_PROBLEM TO SOLVE_:
Reproduce, word for word, the stretch of the summary of the grievor's arguments from "6 According to" through "under that clause.".

III. Summary of the arguments

A. For the grievor

5 The grievor argued that the directive ought to be interpreted and applied in accordance with its guiding principles, which are stated in its preamble. She specifically referred me to the language used under headings such as “Flexibility,” “Respect” and “Modern travel practices,” which contains words such as “needs and interests,” “sensitive,” “supportive,” “fair,” “realities” and “appropriate.”

6 According to the grievor, each criterion found in clause 3.3.5(b) of the directive was met in this case, as she and her husband were both federal employees living in the same household, they were the sole caregivers of a dependent who was under 18 years of age and they were both required to travel on government business during the periods referred to in the agreed statement of facts. She alleged that that entitled her to be compensated for the dependent-care expenses provided under that clause.

[Position identification entries]
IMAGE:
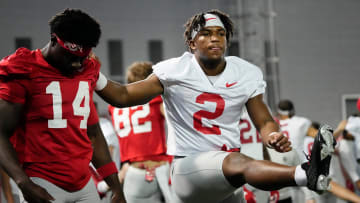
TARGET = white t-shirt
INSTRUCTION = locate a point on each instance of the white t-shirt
(296, 129)
(202, 116)
(111, 139)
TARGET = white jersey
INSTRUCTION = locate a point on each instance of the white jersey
(295, 128)
(111, 139)
(251, 143)
(353, 127)
(202, 116)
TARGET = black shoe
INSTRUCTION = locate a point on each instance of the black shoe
(317, 168)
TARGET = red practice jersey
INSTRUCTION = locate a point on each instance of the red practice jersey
(141, 131)
(51, 142)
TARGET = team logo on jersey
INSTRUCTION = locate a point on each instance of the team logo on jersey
(230, 84)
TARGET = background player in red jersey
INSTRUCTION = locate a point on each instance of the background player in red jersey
(204, 93)
(47, 111)
(141, 131)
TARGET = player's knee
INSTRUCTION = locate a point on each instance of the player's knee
(234, 167)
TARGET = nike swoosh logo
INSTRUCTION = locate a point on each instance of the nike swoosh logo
(230, 84)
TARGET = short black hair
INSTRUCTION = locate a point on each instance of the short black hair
(197, 22)
(287, 105)
(138, 71)
(76, 26)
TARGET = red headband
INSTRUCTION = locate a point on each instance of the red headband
(73, 48)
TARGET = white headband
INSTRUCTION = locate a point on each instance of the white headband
(210, 20)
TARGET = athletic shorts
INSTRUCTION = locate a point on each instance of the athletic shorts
(199, 178)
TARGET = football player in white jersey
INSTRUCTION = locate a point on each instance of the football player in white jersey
(338, 192)
(204, 93)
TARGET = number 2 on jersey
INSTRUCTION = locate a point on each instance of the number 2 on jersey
(220, 105)
(244, 130)
(82, 94)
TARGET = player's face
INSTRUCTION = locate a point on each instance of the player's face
(65, 61)
(210, 43)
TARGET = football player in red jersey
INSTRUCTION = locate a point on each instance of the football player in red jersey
(49, 129)
(141, 131)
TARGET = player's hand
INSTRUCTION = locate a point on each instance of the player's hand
(33, 193)
(279, 142)
(118, 197)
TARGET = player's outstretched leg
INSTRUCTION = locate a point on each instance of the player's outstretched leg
(317, 168)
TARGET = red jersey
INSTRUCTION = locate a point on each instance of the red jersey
(51, 142)
(141, 131)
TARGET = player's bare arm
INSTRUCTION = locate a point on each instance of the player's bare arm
(268, 128)
(101, 157)
(9, 118)
(132, 94)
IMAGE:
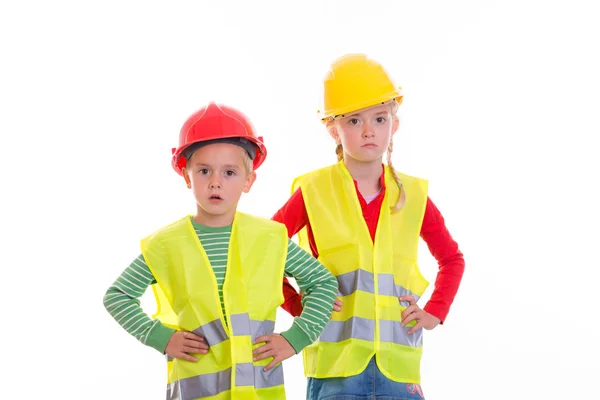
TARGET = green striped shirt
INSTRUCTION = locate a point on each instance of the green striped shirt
(319, 288)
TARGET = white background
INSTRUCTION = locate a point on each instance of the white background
(500, 113)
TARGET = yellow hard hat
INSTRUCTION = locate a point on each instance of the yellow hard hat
(355, 82)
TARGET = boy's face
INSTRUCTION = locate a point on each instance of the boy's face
(365, 134)
(218, 176)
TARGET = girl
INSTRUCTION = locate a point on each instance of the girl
(362, 220)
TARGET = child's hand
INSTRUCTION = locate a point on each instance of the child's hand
(182, 344)
(337, 305)
(276, 346)
(413, 312)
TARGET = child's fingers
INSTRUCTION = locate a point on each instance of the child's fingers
(196, 345)
(193, 336)
(263, 339)
(187, 349)
(410, 317)
(266, 354)
(186, 357)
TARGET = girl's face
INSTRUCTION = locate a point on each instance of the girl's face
(365, 134)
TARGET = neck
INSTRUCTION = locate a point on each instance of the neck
(366, 174)
(212, 220)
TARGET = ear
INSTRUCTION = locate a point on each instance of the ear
(395, 124)
(249, 181)
(186, 176)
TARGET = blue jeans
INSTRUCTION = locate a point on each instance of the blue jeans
(369, 384)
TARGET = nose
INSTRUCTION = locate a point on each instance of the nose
(368, 131)
(214, 182)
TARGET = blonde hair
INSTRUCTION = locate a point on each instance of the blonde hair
(339, 151)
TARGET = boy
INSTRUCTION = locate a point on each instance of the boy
(217, 275)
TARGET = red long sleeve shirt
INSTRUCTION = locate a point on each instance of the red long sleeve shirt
(433, 231)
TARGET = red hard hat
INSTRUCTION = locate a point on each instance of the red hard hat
(216, 121)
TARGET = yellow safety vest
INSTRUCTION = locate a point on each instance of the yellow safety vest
(370, 275)
(187, 299)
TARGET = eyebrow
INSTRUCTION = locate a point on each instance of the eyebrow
(359, 114)
(201, 164)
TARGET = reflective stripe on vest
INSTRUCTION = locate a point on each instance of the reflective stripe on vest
(371, 275)
(187, 299)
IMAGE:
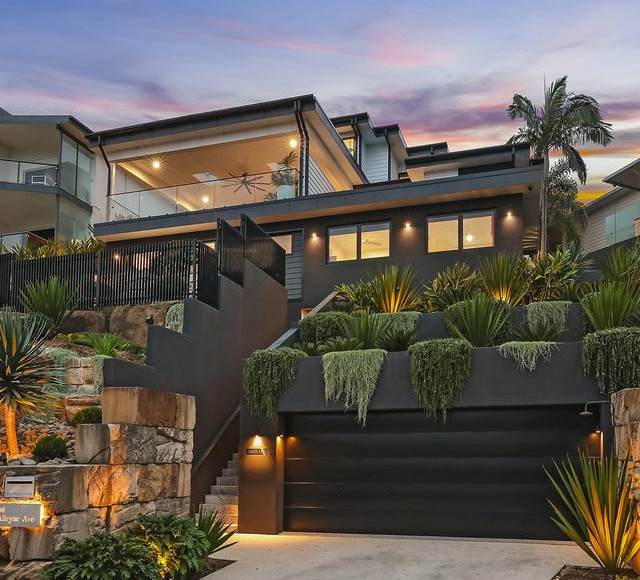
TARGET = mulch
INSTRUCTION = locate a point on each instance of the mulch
(589, 573)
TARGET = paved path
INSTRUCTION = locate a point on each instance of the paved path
(352, 557)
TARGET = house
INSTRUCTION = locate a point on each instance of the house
(341, 195)
(615, 216)
(46, 179)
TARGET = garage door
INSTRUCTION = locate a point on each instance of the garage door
(480, 474)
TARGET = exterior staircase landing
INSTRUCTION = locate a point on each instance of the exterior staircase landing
(224, 495)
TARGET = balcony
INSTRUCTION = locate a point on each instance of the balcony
(205, 194)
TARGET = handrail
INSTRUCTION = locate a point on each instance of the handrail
(217, 436)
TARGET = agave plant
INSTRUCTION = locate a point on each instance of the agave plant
(478, 320)
(506, 277)
(23, 371)
(596, 509)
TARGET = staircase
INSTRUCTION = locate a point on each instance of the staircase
(224, 495)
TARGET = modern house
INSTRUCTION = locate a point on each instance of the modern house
(615, 217)
(46, 179)
(342, 196)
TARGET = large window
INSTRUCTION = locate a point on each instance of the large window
(460, 231)
(359, 242)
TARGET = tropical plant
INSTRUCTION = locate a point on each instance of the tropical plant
(596, 509)
(479, 320)
(103, 556)
(393, 290)
(563, 121)
(456, 283)
(527, 354)
(353, 376)
(23, 370)
(49, 447)
(506, 277)
(611, 357)
(318, 328)
(611, 305)
(217, 530)
(177, 545)
(439, 370)
(266, 375)
(50, 298)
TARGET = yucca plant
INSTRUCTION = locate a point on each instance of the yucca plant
(393, 290)
(506, 277)
(478, 320)
(51, 298)
(611, 305)
(23, 370)
(596, 510)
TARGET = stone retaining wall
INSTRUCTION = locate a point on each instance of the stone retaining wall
(137, 461)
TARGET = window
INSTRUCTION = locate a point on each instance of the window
(359, 242)
(460, 231)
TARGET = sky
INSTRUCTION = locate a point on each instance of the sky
(442, 70)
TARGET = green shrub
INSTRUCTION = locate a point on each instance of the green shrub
(527, 354)
(87, 415)
(479, 320)
(177, 545)
(49, 447)
(102, 557)
(217, 530)
(266, 375)
(51, 298)
(506, 277)
(318, 328)
(452, 285)
(611, 305)
(439, 370)
(611, 357)
(353, 376)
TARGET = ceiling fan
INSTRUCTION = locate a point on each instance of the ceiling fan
(249, 182)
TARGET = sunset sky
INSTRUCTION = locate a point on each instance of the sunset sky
(445, 71)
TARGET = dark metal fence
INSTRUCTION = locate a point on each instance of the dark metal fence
(230, 246)
(261, 250)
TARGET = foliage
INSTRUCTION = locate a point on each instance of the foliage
(506, 277)
(354, 376)
(318, 328)
(478, 320)
(527, 354)
(87, 415)
(611, 305)
(216, 528)
(51, 298)
(266, 375)
(49, 447)
(553, 274)
(456, 283)
(177, 545)
(103, 557)
(611, 356)
(439, 370)
(596, 509)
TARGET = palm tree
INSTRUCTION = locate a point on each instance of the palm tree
(565, 212)
(23, 370)
(564, 120)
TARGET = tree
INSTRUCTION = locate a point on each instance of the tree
(565, 212)
(23, 370)
(563, 121)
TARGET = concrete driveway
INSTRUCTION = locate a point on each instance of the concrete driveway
(292, 556)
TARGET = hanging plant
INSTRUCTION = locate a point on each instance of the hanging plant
(439, 370)
(352, 375)
(266, 375)
(527, 354)
(611, 357)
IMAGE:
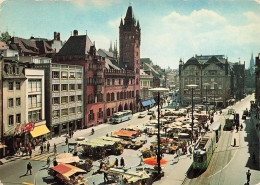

_TASK SOLUTION_:
6 According to the grievor, each criterion found in clause 3.3.5(b) of the directive was met in this case, as she and her husband were both federal employees living in the same household, they were the sole caregivers of a dependent who was under 18 years of age and they were both required to travel on government business during the periods referred to in the agreed statement of facts. She alleged that that entitled her to be compensated for the dependent-care expenses provided under that clause.